Take from the data every line in which the word "positive" is found.
[DATA FOR THIS TASK — start]
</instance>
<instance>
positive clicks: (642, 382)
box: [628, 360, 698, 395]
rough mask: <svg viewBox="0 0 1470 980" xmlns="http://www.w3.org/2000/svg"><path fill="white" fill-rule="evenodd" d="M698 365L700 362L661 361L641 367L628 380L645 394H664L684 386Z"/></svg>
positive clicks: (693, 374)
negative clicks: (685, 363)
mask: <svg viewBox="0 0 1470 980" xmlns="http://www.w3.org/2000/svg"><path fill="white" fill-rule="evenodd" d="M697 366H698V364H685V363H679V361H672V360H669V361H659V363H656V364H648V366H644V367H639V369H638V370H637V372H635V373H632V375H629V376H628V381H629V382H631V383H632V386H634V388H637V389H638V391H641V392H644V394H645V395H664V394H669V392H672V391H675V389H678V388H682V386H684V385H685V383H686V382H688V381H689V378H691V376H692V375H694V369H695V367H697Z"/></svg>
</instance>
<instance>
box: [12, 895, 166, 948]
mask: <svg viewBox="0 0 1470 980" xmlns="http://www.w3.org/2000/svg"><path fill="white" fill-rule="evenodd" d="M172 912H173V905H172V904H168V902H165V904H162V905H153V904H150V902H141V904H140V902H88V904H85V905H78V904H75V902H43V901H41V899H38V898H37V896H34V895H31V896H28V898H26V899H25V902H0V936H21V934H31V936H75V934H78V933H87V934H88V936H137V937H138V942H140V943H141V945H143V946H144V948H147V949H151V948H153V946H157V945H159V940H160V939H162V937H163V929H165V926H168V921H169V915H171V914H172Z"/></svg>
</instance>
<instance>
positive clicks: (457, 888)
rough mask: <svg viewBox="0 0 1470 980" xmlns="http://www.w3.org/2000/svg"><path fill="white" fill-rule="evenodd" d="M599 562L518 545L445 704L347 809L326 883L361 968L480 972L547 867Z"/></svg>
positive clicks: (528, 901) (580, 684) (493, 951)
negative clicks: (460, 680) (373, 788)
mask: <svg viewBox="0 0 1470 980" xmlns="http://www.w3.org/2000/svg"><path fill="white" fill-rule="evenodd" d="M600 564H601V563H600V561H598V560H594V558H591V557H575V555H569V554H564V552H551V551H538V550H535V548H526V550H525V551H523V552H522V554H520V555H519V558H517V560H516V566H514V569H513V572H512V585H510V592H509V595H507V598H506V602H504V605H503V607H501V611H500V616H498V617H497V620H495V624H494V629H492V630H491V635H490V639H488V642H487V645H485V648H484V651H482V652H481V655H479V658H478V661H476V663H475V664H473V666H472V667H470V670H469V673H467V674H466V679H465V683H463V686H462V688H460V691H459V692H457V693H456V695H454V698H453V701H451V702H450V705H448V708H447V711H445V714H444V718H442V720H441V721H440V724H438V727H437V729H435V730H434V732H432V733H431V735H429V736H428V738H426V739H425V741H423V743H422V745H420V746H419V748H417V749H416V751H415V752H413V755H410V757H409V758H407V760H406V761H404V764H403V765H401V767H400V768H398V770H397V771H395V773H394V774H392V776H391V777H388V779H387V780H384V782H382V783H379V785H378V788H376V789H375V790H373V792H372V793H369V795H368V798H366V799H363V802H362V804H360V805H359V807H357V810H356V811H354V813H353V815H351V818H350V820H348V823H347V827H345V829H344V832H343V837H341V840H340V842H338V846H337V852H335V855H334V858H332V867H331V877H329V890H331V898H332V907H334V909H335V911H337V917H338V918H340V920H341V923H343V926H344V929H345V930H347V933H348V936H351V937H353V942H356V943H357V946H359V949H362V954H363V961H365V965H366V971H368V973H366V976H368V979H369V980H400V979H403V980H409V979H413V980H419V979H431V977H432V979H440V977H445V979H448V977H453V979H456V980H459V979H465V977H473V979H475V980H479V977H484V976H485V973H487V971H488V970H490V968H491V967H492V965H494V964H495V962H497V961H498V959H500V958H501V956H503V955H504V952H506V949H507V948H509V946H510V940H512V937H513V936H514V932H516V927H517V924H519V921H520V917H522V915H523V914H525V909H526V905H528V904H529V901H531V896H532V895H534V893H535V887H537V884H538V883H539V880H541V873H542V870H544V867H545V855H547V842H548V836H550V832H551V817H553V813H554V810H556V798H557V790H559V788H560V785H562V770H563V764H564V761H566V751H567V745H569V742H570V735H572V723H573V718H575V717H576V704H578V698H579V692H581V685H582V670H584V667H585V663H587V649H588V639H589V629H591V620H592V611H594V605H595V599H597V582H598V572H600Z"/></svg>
[DATA FOR THIS TASK — finish]
* [PROBLEM SOLUTION]
positive clicks: (642, 382)
positive clicks: (693, 374)
positive clicks: (457, 888)
positive clicks: (528, 901) (580, 684) (493, 951)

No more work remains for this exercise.